### EXERCISE INPUTS
******
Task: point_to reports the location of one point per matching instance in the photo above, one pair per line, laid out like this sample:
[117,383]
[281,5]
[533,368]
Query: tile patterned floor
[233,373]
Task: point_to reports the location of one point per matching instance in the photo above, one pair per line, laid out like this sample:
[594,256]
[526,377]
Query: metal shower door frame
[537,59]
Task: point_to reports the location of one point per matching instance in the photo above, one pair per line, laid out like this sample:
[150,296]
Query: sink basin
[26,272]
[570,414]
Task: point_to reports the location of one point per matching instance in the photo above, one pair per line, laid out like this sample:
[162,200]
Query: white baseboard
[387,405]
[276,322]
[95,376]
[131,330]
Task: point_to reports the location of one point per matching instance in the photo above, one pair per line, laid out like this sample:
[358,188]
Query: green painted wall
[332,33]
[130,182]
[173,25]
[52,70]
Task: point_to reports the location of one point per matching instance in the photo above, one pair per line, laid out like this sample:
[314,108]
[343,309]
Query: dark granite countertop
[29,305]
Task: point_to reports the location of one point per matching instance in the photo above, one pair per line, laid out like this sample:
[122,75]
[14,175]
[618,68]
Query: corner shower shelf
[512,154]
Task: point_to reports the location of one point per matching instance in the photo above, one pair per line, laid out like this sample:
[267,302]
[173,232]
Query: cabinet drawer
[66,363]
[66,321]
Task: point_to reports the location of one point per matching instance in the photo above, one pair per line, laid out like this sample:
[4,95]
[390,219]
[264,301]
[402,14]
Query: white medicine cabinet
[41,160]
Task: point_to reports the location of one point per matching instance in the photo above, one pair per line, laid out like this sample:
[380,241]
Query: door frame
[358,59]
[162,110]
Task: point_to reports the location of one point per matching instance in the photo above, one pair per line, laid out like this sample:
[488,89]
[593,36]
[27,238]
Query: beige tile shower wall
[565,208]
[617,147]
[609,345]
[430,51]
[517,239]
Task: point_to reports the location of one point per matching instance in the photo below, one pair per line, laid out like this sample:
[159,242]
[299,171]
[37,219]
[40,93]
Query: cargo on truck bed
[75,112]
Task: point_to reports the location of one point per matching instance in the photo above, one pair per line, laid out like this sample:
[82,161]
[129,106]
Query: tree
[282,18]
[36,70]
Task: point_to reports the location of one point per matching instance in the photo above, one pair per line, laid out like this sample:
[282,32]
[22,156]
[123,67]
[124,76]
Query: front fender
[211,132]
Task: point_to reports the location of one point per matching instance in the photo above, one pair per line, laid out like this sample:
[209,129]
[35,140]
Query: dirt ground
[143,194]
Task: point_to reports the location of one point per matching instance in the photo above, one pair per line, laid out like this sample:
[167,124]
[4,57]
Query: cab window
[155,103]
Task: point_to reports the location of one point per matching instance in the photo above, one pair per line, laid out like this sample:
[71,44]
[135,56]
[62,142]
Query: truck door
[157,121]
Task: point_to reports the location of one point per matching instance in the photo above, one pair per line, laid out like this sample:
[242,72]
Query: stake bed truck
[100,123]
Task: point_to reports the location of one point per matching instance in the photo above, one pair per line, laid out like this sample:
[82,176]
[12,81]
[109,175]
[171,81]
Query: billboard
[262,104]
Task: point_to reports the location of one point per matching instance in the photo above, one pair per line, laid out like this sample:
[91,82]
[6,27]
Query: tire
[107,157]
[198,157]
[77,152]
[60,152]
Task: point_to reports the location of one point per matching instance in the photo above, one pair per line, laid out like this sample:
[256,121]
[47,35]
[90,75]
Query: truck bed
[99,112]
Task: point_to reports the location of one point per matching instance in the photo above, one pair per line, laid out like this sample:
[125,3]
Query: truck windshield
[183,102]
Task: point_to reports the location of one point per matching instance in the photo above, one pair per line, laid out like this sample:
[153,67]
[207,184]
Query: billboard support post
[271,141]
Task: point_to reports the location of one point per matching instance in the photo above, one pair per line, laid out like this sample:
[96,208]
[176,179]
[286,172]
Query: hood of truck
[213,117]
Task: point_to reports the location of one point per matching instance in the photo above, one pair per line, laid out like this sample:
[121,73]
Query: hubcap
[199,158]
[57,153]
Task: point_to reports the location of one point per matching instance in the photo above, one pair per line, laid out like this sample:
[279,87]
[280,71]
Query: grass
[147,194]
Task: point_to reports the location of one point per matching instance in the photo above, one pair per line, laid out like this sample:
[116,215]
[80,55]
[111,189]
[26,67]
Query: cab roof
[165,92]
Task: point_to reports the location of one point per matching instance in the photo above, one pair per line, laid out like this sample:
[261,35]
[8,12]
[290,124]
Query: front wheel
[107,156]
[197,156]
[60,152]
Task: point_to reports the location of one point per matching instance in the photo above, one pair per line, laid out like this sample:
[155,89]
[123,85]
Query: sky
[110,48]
******
Extract each line of the material exactly as it stands.

### SOLUTION TO THIS TASK
Task: point_to reports the location of one point per matching instance in the photo above, one pair per line, laid out like this sample:
[117,383]
[281,5]
[533,368]
Query: tile patterned floor
[233,373]
Task: point_to reports the location of one point per matching instance in the photo above, one pair per line, laid out like this sample:
[594,256]
[526,377]
Query: metal shower door frame
[537,59]
Task: point_to reports the location of one point per matching instance in the photo above, one pair per line, laid out like this sample:
[150,296]
Query: sink basin
[26,272]
[570,414]
Task: point_to reports the location of one point per matching instance in the photo above, one pair per line, laid out like this sample:
[162,200]
Query: white baseboard
[387,405]
[276,322]
[95,376]
[131,330]
Task: point_to reports the location of one point per matching instance in the photo above, one pair per line, laid out like this sample:
[358,188]
Query: green painted wall
[332,33]
[130,182]
[173,25]
[52,70]
Task: point_to reports the location of one point per matching instance in the photo above, one pair per line, laid out like this sample:
[314,108]
[343,309]
Query: dark granite countertop
[29,305]
Task: point_to reports the location of one point per matching instance in the photo above, one pair per line, laid out like this sample:
[122,75]
[14,175]
[618,68]
Query: corner shower shelf
[512,154]
Task: point_to reports the location of one point per matching instance in the photo above, one pair per line, laid out like this sample:
[267,302]
[173,232]
Query: cabinet drawer
[66,363]
[66,321]
Task: point_to reports the location of one point per matching instance in the photo above, one pair per line, laid out like this sample:
[4,95]
[390,219]
[264,301]
[402,14]
Query: white medicine cabinet
[41,160]
Task: point_to reports the location of one point per matching instance in the photo above, one pair per line, laid out like this sample:
[380,241]
Query: door frame
[358,59]
[162,110]
Task: point_to reports the location of one point per matching instance in the photo above, one pair per line, laid out like this sample:
[488,89]
[593,36]
[27,238]
Query: beige tile shower wall
[565,208]
[617,147]
[609,345]
[430,51]
[517,239]
Task: point_to reports the location of one point per matching instance in the photo below, one pair per line, laid out like this sample:
[159,242]
[299,171]
[37,219]
[40,93]
Query: cargo on truck bed
[75,112]
Task: point_to reports the location of one point per matching instance in the photo above, one pair per line, laid out like this sample:
[82,161]
[129,106]
Query: tree
[282,18]
[36,70]
Task: point_to reports the location of one point per matching instance in the photo above, one pair per line, laid out like this sample:
[282,32]
[22,156]
[123,67]
[124,76]
Query: front fender
[211,132]
Task: point_to reports the location of one point per matching instance in the photo above, one pair per line, laid out like this sample:
[209,129]
[35,140]
Query: dirt ground
[143,194]
Task: point_to reports the location of one point per matching instance in the photo above, one pair per line, laid out like this sample:
[167,124]
[4,57]
Query: cab window
[155,103]
Task: point_to reports the location of one point per matching instance in the photo above, one pair per line, laid out like this sample:
[71,44]
[135,56]
[62,142]
Query: truck door
[157,121]
Task: point_to reports the location of one point per matching instance in the photo above, one pair per line, laid out like this sample:
[242,72]
Query: stake bed truck
[100,123]
Task: point_to reports the location of one point per matching instance in the photo above, one pair per line, laid out like this sample:
[82,176]
[12,81]
[109,175]
[171,81]
Query: billboard
[262,104]
Task: point_to reports the location of one point per matching instance in the photo above, one pair per line, laid out like this sample:
[91,82]
[6,27]
Query: tire
[107,157]
[198,157]
[77,152]
[60,152]
Task: point_to reports the location of one point per matching instance in the photo above, one pair per line, laid out like this sample:
[256,121]
[47,35]
[90,75]
Query: truck bed
[99,112]
Task: point_to reports the location of one point per matching instance in the photo above, one pair per line, laid out like this sample:
[125,3]
Query: truck windshield
[183,102]
Task: point_to reports the location of one point per matching instance in the photo above, one pair per line, laid out like this sample:
[153,67]
[207,184]
Query: billboard support post
[271,141]
Task: point_to reports the location of one point per matching instance in the photo above, one pair per line, laid out like this sample:
[96,208]
[176,179]
[286,172]
Query: hood of truck
[213,117]
Task: point_to reports the location of one point per matching instance in the photo above, one pair per line, laid out like this sample:
[121,73]
Query: hubcap
[199,158]
[57,153]
Task: point_to reports the location of one point per matching instance in the photo above, one pair per line, laid out like this sample:
[279,87]
[280,71]
Query: grass
[147,194]
Task: point_to reports the location of one point per matching instance in the photo above, one pair per line, laid out like this sample:
[116,215]
[80,55]
[111,189]
[26,67]
Query: cab roof
[165,92]
Task: point_to reports the location of one point per matching instance in the photo above, one pair per line, laid out like this sample:
[261,35]
[8,12]
[290,124]
Query: front wheel
[107,156]
[197,156]
[60,152]
Task: point_to reports the location of one point per matching instance in the photo above, one pair per line, laid out like this sample:
[155,89]
[123,85]
Query: sky
[110,48]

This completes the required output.